• **Given problem 1**
From the crossed-field amplifier passage, extract everything from "Both the meander" down to "with barium aluminate.".
• **Given problem 2**
Write what comes next in the crossed-field amplifier passage, picking up after its last sentence.

• **Provided text**
^^^^^^^^
The invention may be utilized with either backward or forward wave tube types. A typical
high gain S-band type crossed-field amplifier tube of the backward wave type has the
Raytheon Company designation QKS2016 and has been successfully utilized in this invention.
Both the meander line slow-wave structures and the strapped bar van type of slow-wave
structures are well known to those skilled in the art. In both instances, the cathode
slow-wave structure has the face nearest the interaction region of the tube of the
vanes, or the spaced bar of a meander line, or the helix coated with a primary emitter
or a secondary electron emissive substance which typically are AU/MgO, platinum, BeO₂,
a cermet such as thoriated tungsten, or tungsten impregnated with barium aluminate.
As known to those skilled in the art, certain of these emitters may require a filament
to heat the cathode emissive surface to either initiate or sustain sufficient electron
emission for tube operation. The meander line slow-wave structure for both the cathode
and the anode is comprised of connected alternate ends of adjacently spaced successive
longitudinal bars by shorting bars. In the case of strapped vane type slow-wave structures,
the structures are formed by the vanes terminated at one end by a surface of the cylindrical
electrically conductive wall 42, 41 for the cathode and anode slow-wave structures,
respectively. The helix form of slow-wave structures for the anode and cathode are
stub supported in the conventional manner.
[0011] FIG. 6 shows the output spectra 60 of a pulsed cathode driven crossed-field amplifier
QKS 2016 operated as in the prior art circuit of FIG. 2. The spectrum shown covers
the frequency range 3 to 3.5 GHz with the amplified center frequency at 3.26 GHz.
^^^^^^^^
• **Stored records**
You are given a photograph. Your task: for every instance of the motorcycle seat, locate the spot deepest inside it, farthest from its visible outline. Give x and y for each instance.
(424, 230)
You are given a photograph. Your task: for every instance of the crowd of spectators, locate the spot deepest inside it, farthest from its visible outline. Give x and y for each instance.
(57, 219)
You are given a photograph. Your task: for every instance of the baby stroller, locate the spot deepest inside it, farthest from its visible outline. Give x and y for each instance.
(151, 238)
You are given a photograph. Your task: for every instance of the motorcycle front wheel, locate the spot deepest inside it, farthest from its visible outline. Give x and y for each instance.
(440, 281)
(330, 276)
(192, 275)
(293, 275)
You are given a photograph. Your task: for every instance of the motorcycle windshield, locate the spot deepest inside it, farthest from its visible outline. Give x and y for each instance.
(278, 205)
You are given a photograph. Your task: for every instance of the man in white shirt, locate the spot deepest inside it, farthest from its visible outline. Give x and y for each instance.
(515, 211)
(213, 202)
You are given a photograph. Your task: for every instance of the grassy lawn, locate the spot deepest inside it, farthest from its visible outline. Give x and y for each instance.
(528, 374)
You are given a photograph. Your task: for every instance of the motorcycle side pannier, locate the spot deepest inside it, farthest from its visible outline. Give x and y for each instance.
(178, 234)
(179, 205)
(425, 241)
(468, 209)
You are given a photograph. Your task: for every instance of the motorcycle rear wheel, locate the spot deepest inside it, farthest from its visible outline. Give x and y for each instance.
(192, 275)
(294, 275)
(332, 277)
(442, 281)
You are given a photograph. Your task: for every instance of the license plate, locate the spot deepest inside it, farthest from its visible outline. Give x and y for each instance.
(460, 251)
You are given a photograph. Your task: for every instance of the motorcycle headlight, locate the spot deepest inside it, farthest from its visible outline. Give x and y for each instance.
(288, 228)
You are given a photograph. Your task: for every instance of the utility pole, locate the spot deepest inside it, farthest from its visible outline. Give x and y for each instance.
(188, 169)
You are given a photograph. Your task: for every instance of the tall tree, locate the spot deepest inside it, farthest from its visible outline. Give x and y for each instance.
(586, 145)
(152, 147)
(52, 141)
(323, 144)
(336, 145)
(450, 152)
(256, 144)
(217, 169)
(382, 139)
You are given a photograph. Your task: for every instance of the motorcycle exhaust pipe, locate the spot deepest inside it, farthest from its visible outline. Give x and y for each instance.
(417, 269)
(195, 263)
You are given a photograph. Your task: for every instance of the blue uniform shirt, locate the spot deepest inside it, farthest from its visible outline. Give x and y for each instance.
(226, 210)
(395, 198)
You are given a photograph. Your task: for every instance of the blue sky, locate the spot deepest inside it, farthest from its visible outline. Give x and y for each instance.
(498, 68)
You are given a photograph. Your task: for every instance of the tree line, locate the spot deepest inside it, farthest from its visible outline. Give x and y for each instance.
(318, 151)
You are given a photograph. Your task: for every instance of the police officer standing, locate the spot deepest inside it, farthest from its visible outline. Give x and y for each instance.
^^^^^^^^
• **Task result 1**
Both the meander line slow-wave structures and the strapped bar van type of slow-wave
structures are well known to those skilled in the art. In both instances, the cathode
slow-wave structure has the face nearest the interaction region of the tube of the
vanes, or the spaced bar of a meander line, or the helix coated with a primary emitter
or a secondary electron emissive substance which typically are AU/MgO, platinum, BeO₂,
a cermet such as thoriated tungsten, or tungsten impregnated with barium aluminate.

• **Task result 2**
The measured signal-to-noise ratio was 50 db per MHz.
[0012] Referring now to FIG. 7, there is shown the output spectrum 70 obtained when the
circuit of this invention is used in conjunction with a pulsed crossed-field amplifier
of the QKS 2016 type under essentially the same conditions which resulted in the spectrum
of FIG. 6. The spectrum covers the same frequency range as the spectrum of FIG. 6
for the amplified signal centered at 3.26 Ghz. The signal-to-noise ratio obtained
with the same crossed-field QKS 2016 amplifier tube as that used in providing the
frequency spectra of FIG. 6 is an improved signal-to-noise ratio of 70 db per MHz.
This signal-to-noise ratio has been obtained at current levels as low as 20 amperes
and as high as 56 amperes. The measurements have been made with drive levels of 10
to 30 kilowatts, and voltage levels of 15 to 32 kilovolts, and at magnetic fields
of 2000 to 2800 gauss. The signal-to-noise measurements were made using an RF spectrum
analyzer to measure the noise at a frequency outside the pulse spectrum. This measurement
responds only to additive amplifier noise. A cathode driven CFA is a broadband amplifier,
so its noise density is the same inside and outside the pulse spectrum. Measurements
of the noise level between the pulse spectral line indicates a signal-to-noise ratio
of at least 64 db per MHz. In the design of a low-noise backward wave CFA, a major
consideration is providing the proper RF field concentration in the drift region to
keep the electron spokes from spreading and going from input to output through the
drift region. To achieve this field configuration, a rotation of the cathode circuit
toward the anode circuit output is a preferred construction.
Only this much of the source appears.